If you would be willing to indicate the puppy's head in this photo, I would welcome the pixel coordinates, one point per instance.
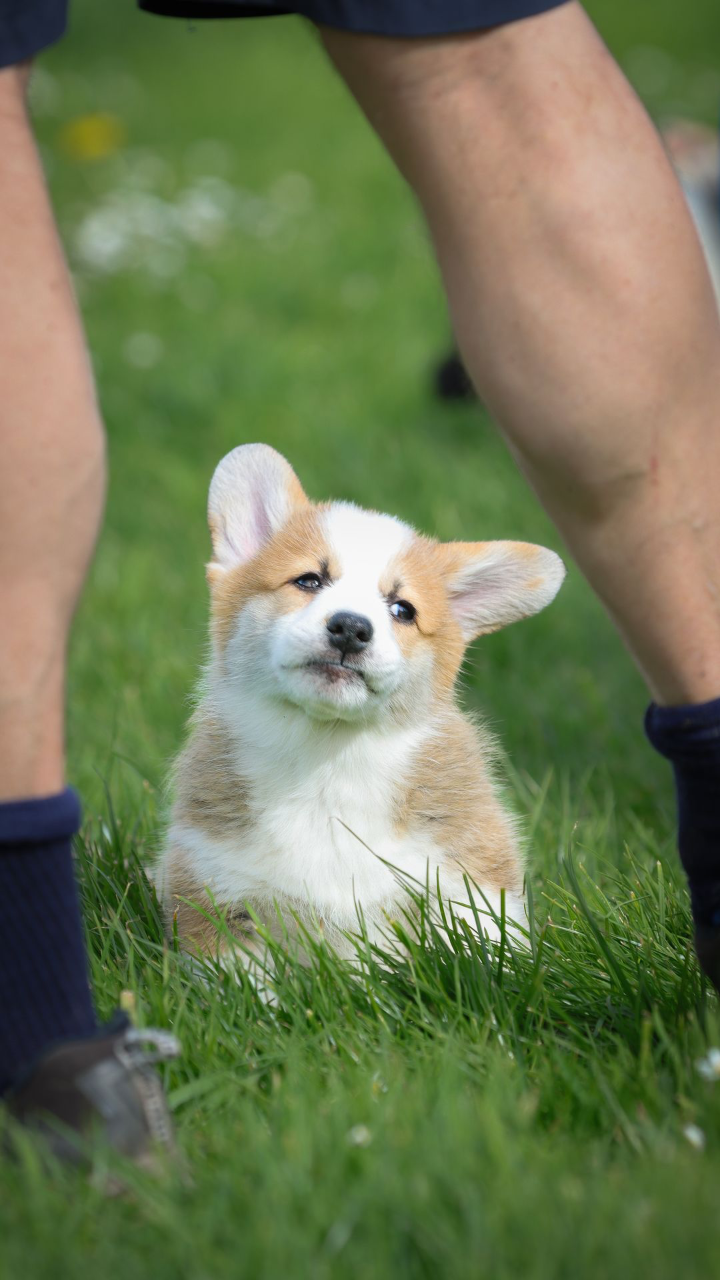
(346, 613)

---

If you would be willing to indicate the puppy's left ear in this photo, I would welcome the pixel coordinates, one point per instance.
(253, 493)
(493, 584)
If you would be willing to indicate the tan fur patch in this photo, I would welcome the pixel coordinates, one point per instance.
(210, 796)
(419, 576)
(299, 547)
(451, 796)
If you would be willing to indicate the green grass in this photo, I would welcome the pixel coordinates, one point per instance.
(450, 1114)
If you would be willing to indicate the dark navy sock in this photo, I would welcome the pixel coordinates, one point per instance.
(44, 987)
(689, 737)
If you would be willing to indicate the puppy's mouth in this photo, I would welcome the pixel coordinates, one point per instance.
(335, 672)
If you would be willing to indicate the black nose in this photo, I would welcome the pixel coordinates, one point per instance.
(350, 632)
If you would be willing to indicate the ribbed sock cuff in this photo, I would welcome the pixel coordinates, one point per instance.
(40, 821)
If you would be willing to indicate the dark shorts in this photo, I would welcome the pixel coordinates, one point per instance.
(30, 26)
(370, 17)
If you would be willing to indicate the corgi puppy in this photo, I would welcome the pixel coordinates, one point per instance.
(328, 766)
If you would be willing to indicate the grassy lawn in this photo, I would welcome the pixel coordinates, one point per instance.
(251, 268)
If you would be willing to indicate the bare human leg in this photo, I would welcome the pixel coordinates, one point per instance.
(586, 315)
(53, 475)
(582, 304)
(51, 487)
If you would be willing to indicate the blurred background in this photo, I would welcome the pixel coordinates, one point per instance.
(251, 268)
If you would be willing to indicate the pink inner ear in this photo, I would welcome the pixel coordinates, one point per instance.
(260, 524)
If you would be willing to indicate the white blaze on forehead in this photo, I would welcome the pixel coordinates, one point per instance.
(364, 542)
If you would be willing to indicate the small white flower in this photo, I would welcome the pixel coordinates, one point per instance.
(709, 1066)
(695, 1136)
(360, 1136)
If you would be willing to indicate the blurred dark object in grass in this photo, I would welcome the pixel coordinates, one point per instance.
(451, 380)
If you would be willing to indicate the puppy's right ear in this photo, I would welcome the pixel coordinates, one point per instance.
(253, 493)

---

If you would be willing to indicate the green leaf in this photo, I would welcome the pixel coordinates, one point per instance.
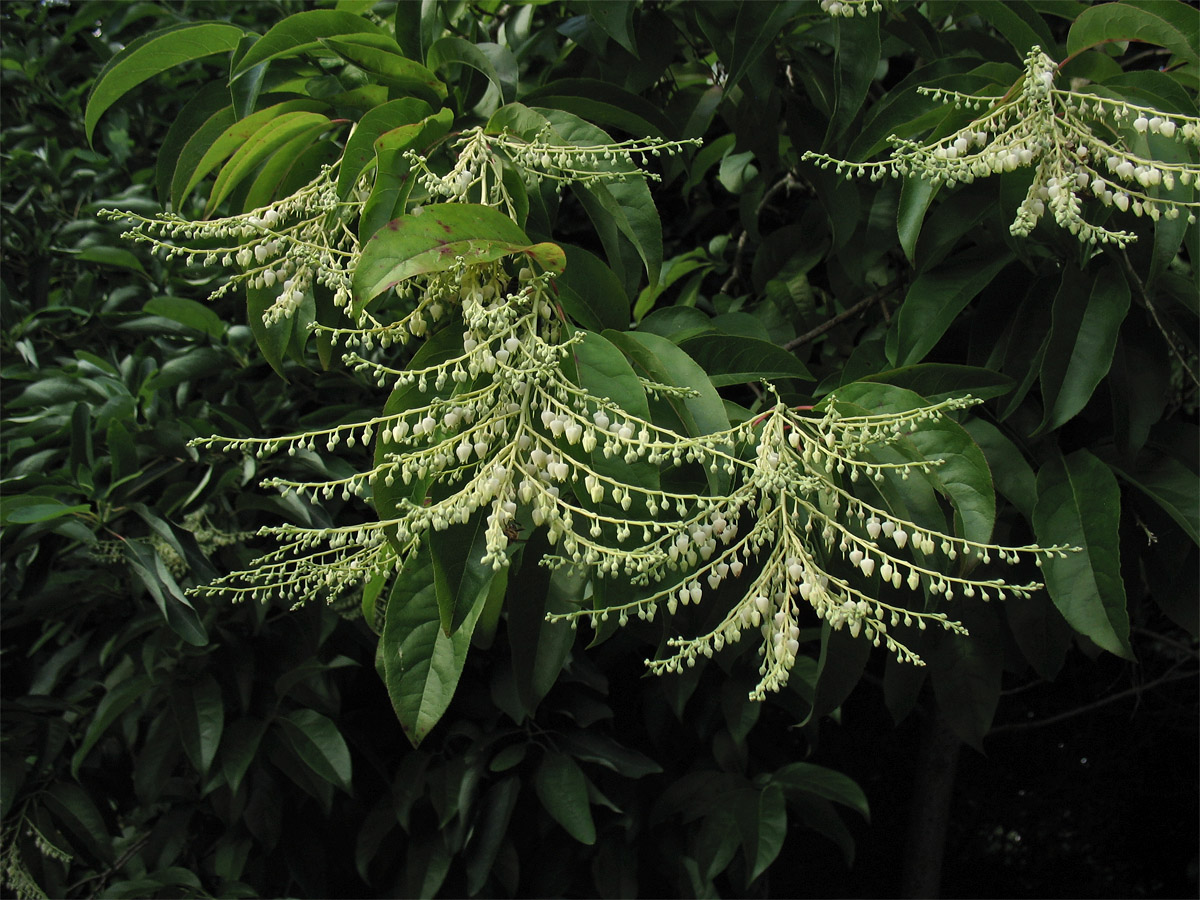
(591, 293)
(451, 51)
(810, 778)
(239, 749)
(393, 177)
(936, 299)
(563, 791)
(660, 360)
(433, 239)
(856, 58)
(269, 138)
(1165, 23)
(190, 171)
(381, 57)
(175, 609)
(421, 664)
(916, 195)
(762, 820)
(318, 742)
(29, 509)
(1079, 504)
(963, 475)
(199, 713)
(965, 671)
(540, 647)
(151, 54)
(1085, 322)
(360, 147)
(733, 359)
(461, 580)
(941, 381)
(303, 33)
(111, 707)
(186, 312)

Request: Retype the material from the line containing "If you would be willing to indicate the small" through the line containing "(360, 1136)", with both of those lines included and nothing else.

Output below:
If you would be willing to indicate the small white flower in this photo, I would welcome the pixel coordinates, one point per instance.
(709, 1066)
(695, 1136)
(360, 1136)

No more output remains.